Job: Will you restate verbatim the lines running from the line with "point: one pixel per instance, each like <point>314,178</point>." to the end of the data, leaving out everything else?

Records shown:
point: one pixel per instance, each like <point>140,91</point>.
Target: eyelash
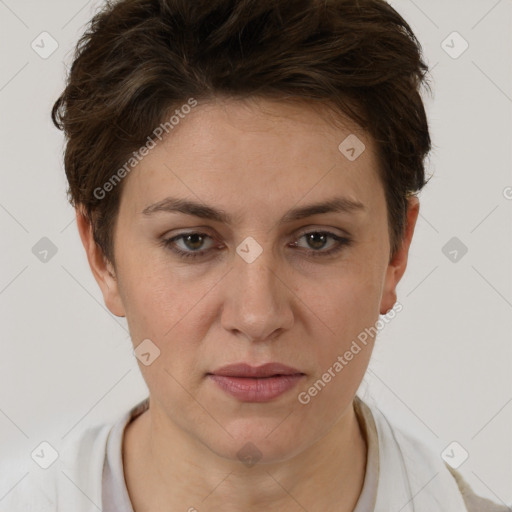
<point>341,243</point>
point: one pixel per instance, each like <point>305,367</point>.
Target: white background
<point>442,368</point>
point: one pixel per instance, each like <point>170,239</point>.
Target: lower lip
<point>256,390</point>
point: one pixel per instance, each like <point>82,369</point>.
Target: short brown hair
<point>140,59</point>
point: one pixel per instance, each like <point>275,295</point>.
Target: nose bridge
<point>257,302</point>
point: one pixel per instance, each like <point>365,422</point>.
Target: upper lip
<point>264,370</point>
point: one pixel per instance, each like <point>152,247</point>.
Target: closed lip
<point>262,371</point>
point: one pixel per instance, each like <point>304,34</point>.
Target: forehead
<point>256,152</point>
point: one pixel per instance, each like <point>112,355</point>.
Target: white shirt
<point>402,473</point>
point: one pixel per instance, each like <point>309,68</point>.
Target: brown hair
<point>140,59</point>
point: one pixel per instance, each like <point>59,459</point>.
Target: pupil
<point>191,245</point>
<point>322,241</point>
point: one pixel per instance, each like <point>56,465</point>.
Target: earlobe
<point>101,268</point>
<point>398,263</point>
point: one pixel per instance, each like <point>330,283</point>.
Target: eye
<point>318,240</point>
<point>193,243</point>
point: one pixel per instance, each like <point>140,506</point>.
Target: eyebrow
<point>176,205</point>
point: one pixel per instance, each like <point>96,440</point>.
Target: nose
<point>258,303</point>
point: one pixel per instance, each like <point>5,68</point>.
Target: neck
<point>164,464</point>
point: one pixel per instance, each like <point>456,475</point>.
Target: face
<point>220,260</point>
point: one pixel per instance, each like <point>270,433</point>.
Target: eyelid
<point>341,241</point>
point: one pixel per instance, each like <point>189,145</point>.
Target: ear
<point>102,269</point>
<point>398,263</point>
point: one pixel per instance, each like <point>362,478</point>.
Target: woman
<point>244,175</point>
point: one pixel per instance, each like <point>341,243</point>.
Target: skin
<point>256,159</point>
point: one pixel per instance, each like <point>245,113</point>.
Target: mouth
<point>256,383</point>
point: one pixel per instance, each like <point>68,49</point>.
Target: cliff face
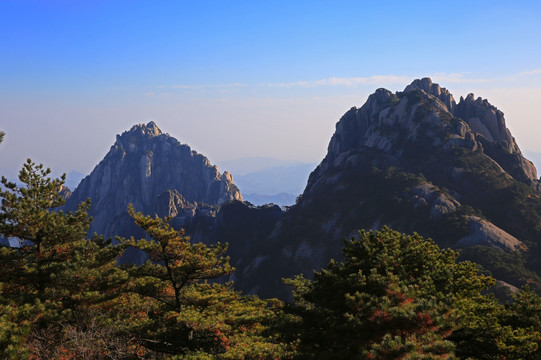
<point>151,170</point>
<point>416,161</point>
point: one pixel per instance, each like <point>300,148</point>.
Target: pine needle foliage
<point>54,276</point>
<point>184,312</point>
<point>399,296</point>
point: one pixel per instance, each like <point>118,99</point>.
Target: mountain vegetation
<point>121,278</point>
<point>64,296</point>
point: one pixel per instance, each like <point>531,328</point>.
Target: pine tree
<point>181,309</point>
<point>400,296</point>
<point>55,277</point>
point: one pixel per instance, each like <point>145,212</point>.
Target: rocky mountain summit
<point>157,174</point>
<point>416,161</point>
<point>413,160</point>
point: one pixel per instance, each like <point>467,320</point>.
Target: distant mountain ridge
<point>417,161</point>
<point>143,165</point>
<point>414,160</point>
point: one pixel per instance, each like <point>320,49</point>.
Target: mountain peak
<point>434,89</point>
<point>150,129</point>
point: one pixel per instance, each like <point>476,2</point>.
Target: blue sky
<point>246,78</point>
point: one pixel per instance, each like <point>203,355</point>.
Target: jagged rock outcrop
<point>155,173</point>
<point>416,161</point>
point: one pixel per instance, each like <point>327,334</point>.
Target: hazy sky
<point>246,78</point>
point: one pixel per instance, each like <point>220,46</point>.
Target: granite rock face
<point>154,172</point>
<point>418,161</point>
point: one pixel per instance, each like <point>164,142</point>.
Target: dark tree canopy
<point>401,296</point>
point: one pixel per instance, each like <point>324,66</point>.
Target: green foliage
<point>399,296</point>
<point>55,276</point>
<point>182,314</point>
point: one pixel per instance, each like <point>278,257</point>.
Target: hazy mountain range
<point>415,160</point>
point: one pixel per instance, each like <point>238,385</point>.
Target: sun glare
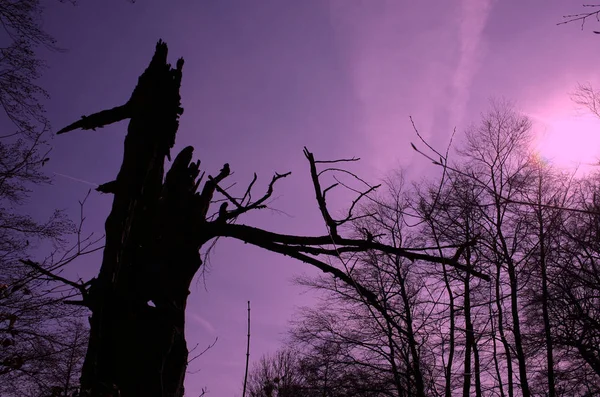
<point>569,141</point>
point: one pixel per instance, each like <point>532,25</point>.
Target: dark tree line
<point>42,340</point>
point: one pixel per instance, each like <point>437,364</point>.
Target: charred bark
<point>154,232</point>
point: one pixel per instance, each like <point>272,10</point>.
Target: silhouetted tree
<point>155,230</point>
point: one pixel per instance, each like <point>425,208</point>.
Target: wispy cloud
<point>474,15</point>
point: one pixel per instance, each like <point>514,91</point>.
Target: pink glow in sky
<point>264,78</point>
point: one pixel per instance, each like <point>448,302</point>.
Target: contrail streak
<point>76,179</point>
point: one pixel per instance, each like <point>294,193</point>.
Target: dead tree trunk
<point>154,233</point>
<point>137,348</point>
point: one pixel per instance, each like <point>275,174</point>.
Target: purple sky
<point>264,78</point>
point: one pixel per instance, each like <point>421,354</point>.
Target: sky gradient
<point>264,78</point>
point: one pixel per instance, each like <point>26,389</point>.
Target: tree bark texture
<point>155,230</point>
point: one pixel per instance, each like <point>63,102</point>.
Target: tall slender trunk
<point>451,342</point>
<point>414,352</point>
<point>545,315</point>
<point>469,337</point>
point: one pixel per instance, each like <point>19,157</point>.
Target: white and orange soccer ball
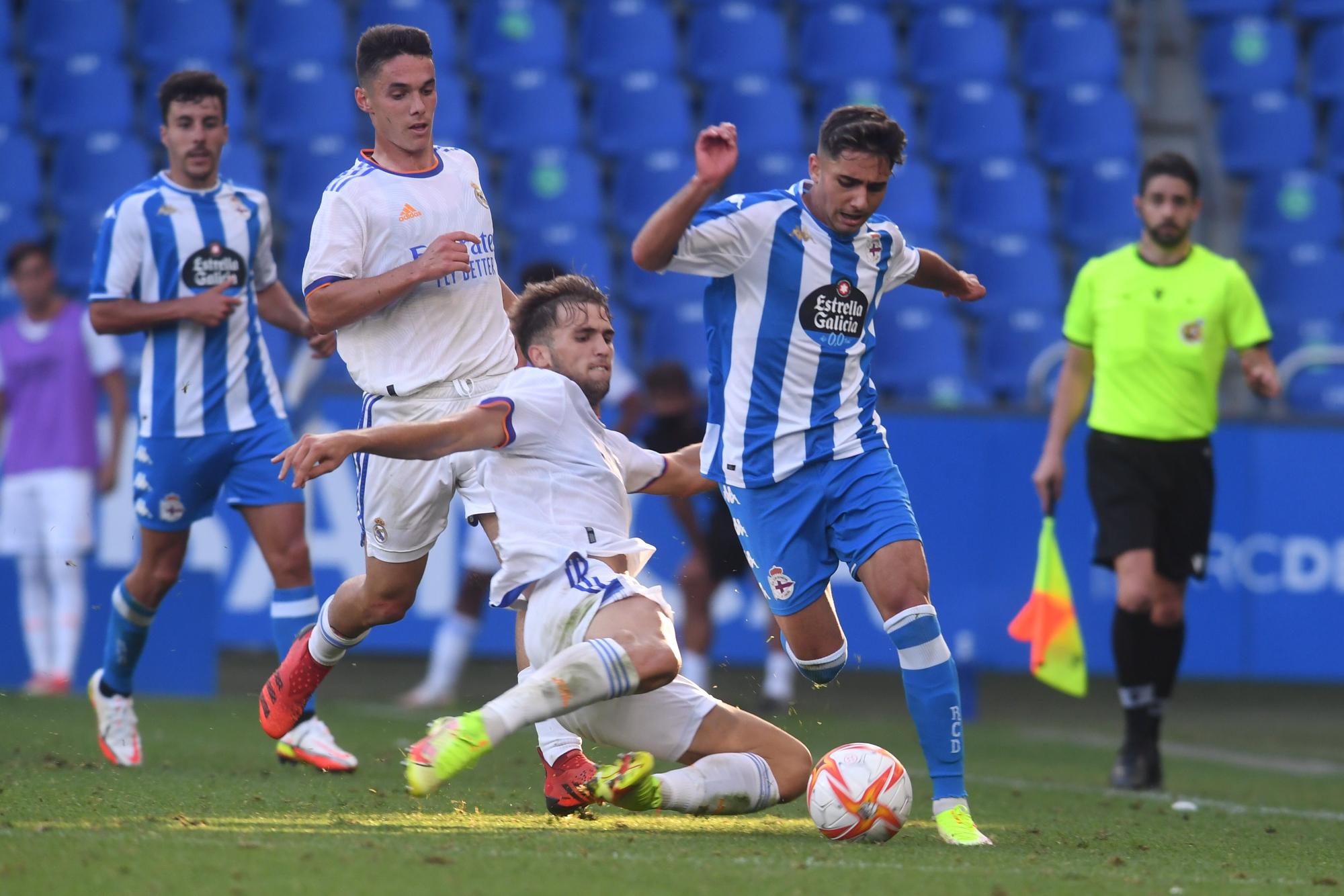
<point>859,793</point>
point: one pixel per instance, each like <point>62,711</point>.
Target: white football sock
<point>725,784</point>
<point>697,668</point>
<point>573,679</point>
<point>36,612</point>
<point>779,676</point>
<point>553,740</point>
<point>68,612</point>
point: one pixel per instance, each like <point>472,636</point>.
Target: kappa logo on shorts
<point>171,508</point>
<point>782,586</point>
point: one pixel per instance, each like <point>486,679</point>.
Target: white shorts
<point>663,722</point>
<point>48,512</point>
<point>404,504</point>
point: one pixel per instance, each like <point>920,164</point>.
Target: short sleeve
<point>104,351</point>
<point>1247,323</point>
<point>119,252</point>
<point>639,465</point>
<point>264,260</point>
<point>337,247</point>
<point>1080,318</point>
<point>718,242</point>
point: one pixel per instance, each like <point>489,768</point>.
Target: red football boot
<point>283,698</point>
<point>566,782</point>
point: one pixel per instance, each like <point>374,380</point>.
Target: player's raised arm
<point>314,456</point>
<point>716,158</point>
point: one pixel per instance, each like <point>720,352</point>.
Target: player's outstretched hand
<point>448,255</point>
<point>717,152</point>
<point>314,456</point>
<point>212,308</point>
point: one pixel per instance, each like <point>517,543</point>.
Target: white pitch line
<point>1240,760</point>
<point>1161,796</point>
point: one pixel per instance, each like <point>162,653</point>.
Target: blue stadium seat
<point>91,171</point>
<point>833,36</point>
<point>1303,279</point>
<point>1087,123</point>
<point>530,108</point>
<point>639,112</point>
<point>306,169</point>
<point>282,33</point>
<point>1327,81</point>
<point>553,186</point>
<point>509,36</point>
<point>627,36</point>
<point>643,183</point>
<point>24,170</point>
<point>1011,338</point>
<point>1294,208</point>
<point>1248,56</point>
<point>975,120</point>
<point>912,201</point>
<point>80,95</point>
<point>767,112</point>
<point>573,247</point>
<point>166,29</point>
<point>244,165</point>
<point>61,29</point>
<point>923,353</point>
<point>1097,206</point>
<point>1069,48</point>
<point>1265,132</point>
<point>997,198</point>
<point>958,44</point>
<point>1018,272</point>
<point>304,101</point>
<point>736,38</point>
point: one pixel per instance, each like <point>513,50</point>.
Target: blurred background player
<point>716,557</point>
<point>403,263</point>
<point>52,367</point>
<point>187,257</point>
<point>1152,323</point>
<point>794,435</point>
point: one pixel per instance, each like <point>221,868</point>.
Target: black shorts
<point>726,557</point>
<point>1152,495</point>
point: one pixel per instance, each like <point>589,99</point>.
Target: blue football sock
<point>291,611</point>
<point>128,627</point>
<point>932,695</point>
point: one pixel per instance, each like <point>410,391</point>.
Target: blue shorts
<point>178,480</point>
<point>796,533</point>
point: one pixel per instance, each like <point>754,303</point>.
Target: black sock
<point>1131,641</point>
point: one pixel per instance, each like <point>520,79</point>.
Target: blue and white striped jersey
<point>161,242</point>
<point>790,320</point>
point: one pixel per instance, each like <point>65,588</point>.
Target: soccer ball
<point>859,793</point>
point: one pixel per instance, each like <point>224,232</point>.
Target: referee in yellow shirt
<point>1152,324</point>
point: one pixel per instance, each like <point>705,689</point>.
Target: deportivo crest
<point>782,586</point>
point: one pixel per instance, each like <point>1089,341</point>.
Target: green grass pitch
<point>212,812</point>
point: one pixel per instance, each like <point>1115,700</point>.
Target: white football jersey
<point>374,220</point>
<point>560,482</point>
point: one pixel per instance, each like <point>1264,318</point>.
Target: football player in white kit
<point>403,265</point>
<point>605,651</point>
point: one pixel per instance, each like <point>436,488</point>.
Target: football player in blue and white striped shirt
<point>186,257</point>
<point>794,432</point>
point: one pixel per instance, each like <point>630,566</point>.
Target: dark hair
<point>193,87</point>
<point>1174,165</point>
<point>862,130</point>
<point>19,253</point>
<point>382,44</point>
<point>667,377</point>
<point>538,310</point>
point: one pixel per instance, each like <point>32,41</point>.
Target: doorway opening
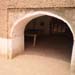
<point>49,36</point>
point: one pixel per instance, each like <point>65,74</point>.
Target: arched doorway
<point>17,31</point>
<point>47,33</point>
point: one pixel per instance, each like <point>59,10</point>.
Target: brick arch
<point>17,32</point>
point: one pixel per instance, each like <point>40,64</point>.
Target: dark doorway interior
<point>51,35</point>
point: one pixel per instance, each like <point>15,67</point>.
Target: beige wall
<point>13,10</point>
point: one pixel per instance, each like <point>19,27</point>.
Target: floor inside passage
<point>50,56</point>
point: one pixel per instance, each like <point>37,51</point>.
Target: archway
<point>46,33</point>
<point>17,31</point>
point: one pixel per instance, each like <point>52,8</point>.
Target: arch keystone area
<point>17,33</point>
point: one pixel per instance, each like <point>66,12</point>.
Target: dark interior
<point>52,34</point>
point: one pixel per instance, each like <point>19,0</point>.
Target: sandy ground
<point>45,59</point>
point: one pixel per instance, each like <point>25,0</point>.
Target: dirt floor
<point>48,57</point>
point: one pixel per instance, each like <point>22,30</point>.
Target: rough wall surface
<point>16,14</point>
<point>13,10</point>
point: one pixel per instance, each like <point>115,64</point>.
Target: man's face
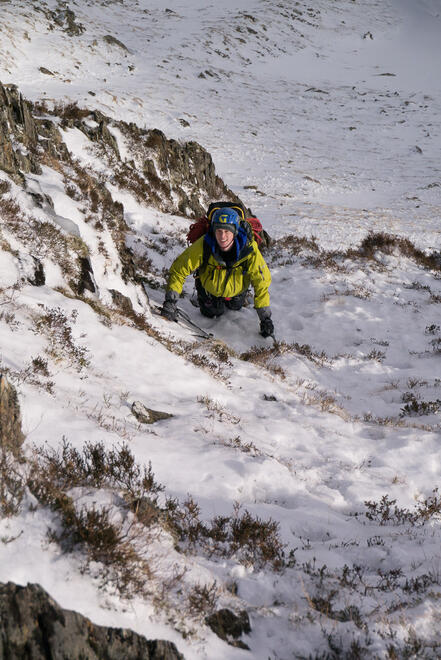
<point>224,239</point>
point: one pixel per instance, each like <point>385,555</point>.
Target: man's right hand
<point>267,327</point>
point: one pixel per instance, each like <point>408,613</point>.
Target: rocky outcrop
<point>25,138</point>
<point>146,415</point>
<point>11,434</point>
<point>33,625</point>
<point>16,122</point>
<point>229,626</point>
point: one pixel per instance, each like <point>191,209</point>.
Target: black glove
<point>266,327</point>
<point>170,307</point>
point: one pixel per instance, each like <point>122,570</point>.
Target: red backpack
<point>202,225</point>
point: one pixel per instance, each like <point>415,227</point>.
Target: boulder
<point>229,626</point>
<point>11,434</point>
<point>147,415</point>
<point>33,626</point>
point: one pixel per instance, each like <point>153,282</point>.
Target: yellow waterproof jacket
<point>221,280</point>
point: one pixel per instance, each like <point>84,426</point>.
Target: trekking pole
<point>187,319</point>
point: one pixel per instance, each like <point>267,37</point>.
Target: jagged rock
<point>122,302</point>
<point>11,434</point>
<point>33,625</point>
<point>229,626</point>
<point>147,415</point>
<point>16,121</point>
<point>66,19</point>
<point>86,281</point>
<point>113,41</point>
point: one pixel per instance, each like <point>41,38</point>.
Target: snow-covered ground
<point>325,121</point>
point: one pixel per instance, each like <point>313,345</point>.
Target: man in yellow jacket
<point>228,262</point>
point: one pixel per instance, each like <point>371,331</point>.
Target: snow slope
<point>325,121</point>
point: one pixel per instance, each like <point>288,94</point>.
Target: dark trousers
<point>213,306</point>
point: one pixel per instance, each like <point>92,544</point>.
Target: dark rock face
<point>35,627</point>
<point>229,626</point>
<point>146,415</point>
<point>85,282</point>
<point>16,121</point>
<point>11,435</point>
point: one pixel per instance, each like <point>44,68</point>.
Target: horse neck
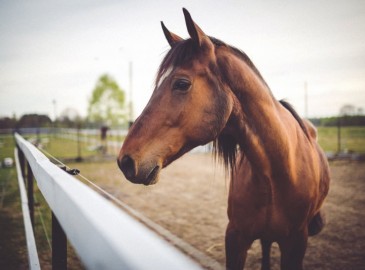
<point>256,120</point>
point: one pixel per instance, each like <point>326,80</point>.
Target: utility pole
<point>130,93</point>
<point>305,100</point>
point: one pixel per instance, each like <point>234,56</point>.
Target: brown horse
<point>209,91</point>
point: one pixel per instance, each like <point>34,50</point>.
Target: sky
<point>53,52</point>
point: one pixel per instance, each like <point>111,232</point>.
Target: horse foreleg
<point>293,250</point>
<point>265,261</point>
<point>236,250</point>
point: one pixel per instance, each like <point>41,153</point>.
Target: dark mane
<point>225,146</point>
<point>184,51</point>
<point>290,108</point>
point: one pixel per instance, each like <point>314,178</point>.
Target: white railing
<point>103,235</point>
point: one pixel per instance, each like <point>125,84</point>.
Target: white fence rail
<point>29,234</point>
<point>103,235</point>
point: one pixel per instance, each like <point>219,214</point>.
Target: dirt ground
<point>190,200</point>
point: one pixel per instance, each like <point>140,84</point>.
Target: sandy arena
<point>190,200</point>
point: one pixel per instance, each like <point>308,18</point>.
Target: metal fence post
<point>21,161</point>
<point>59,246</point>
<point>30,181</point>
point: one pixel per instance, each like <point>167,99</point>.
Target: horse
<point>208,91</point>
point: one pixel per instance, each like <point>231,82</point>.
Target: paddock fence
<point>103,235</point>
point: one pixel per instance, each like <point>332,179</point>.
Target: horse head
<point>188,107</point>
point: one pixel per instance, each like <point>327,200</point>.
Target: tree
<point>34,121</point>
<point>107,103</point>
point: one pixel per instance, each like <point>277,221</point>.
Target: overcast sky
<point>56,50</point>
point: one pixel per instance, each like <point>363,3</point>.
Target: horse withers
<point>209,91</point>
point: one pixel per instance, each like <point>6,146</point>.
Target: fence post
<point>59,245</point>
<point>21,161</point>
<point>30,181</point>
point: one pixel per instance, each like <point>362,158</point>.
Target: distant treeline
<point>345,121</point>
<point>43,121</point>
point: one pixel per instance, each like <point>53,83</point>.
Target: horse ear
<point>172,39</point>
<point>194,30</point>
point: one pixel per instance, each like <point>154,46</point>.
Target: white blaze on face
<point>164,76</point>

Output for this task:
point: one pixel per instance, each like <point>314,178</point>.
Target: white railing
<point>103,235</point>
point: one pixel per instance, each like <point>125,84</point>.
Target: white fence rail
<point>29,234</point>
<point>103,235</point>
point: one pixel per instance, each like <point>219,214</point>.
Target: dirt ground
<point>190,200</point>
point: one pixel per instance, each like <point>140,84</point>.
Target: sandy arena
<point>190,200</point>
point: one pixel per instance, each like <point>308,18</point>.
Target: metal fence post
<point>21,161</point>
<point>59,246</point>
<point>30,181</point>
point: one pixel per instance, each like <point>167,99</point>.
Target: horse
<point>208,91</point>
point: one pixel per instance, each like <point>231,82</point>.
Target: paddock fence
<point>103,235</point>
point: one pixel per instance, each like <point>332,179</point>.
Target: horse head
<point>188,107</point>
point: one pixel per instance, each like <point>327,200</point>.
Target: tree
<point>34,121</point>
<point>107,103</point>
point: one pixel per instance, each like <point>277,221</point>.
Target: overcast sky
<point>56,50</point>
point: one pixel per instance, each like <point>363,3</point>.
Target: horse withers
<point>209,91</point>
point: one pixel per instance, each like <point>6,146</point>.
Target: fence post
<point>59,245</point>
<point>21,161</point>
<point>30,181</point>
point: one pixel per instance, each like <point>362,158</point>.
Target: distant treeline
<point>345,121</point>
<point>43,121</point>
point: one pixel per instance, each like <point>53,83</point>.
Target: horse ear
<point>172,39</point>
<point>194,30</point>
point: one pixel per instance, each like <point>154,46</point>.
Target: white blaze on face
<point>164,76</point>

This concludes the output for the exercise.